[WORK INSTRUCTIONS]: Drop every picture and give the entries back exactly.

[Shape labeling records]
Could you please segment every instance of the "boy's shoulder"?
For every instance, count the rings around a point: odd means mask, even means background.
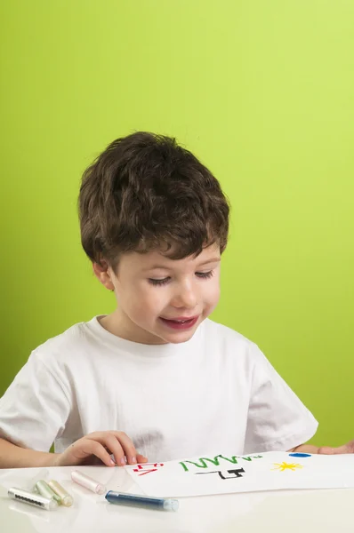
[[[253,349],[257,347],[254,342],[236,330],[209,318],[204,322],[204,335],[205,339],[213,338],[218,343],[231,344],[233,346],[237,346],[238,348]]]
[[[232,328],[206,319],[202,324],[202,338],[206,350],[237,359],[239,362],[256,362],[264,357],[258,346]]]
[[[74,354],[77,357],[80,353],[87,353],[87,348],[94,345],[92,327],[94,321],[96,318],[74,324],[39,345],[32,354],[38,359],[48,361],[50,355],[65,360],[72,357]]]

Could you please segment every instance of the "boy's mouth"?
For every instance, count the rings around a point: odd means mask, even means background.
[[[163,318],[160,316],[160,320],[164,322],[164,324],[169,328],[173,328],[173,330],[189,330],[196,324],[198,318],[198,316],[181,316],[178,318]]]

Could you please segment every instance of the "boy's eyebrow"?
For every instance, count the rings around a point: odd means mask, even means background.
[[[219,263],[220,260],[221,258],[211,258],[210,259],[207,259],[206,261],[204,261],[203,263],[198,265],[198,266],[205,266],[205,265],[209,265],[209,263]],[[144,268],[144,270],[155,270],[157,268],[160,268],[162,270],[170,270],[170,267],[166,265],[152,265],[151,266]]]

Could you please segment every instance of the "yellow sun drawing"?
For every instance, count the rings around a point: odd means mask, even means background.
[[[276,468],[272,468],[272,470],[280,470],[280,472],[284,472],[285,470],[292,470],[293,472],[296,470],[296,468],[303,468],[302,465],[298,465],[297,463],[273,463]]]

[ANSWER TO THIS TASK]:
Could you please segment every instance of the "boy's shoulder"?
For every instance, count the rings around a point: odd means mask, even means background.
[[[253,349],[257,347],[254,342],[236,330],[209,318],[204,322],[204,335],[205,339],[213,338],[218,343],[231,344],[233,346],[237,346],[238,348]]]
[[[232,328],[206,319],[202,324],[202,338],[206,350],[237,359],[239,362],[256,362],[264,357],[258,346]]]
[[[74,354],[77,357],[80,353],[87,353],[87,348],[94,345],[92,327],[94,321],[96,318],[74,324],[39,345],[32,354],[38,359],[48,361],[50,355],[65,360],[72,357]]]

Could you please segment every instance of the "boy's mouth"?
For every instance, count the rings around a point: odd means mask, even means background.
[[[163,318],[160,316],[160,320],[164,322],[164,324],[169,328],[173,328],[173,330],[189,330],[196,324],[198,318],[198,316],[181,316],[178,318]]]

Could you please segment every instance of the "boy's eyebrow"?
For every instance, count the rings around a point: odd means mask, even means background.
[[[219,263],[220,260],[221,258],[211,258],[210,259],[207,259],[206,261],[204,261],[203,263],[198,265],[198,266],[205,266],[205,265],[209,265],[209,263]],[[144,268],[144,270],[155,270],[157,268],[160,268],[162,270],[170,270],[170,267],[166,265],[152,265],[151,266]]]

Could you please segment every instance of the "yellow sun drawing"?
For every instance, count the rings around a point: odd means mask, even means background.
[[[276,468],[272,468],[272,470],[280,470],[280,472],[284,472],[285,470],[292,470],[293,472],[296,470],[296,468],[303,468],[302,465],[298,465],[297,463],[273,463]]]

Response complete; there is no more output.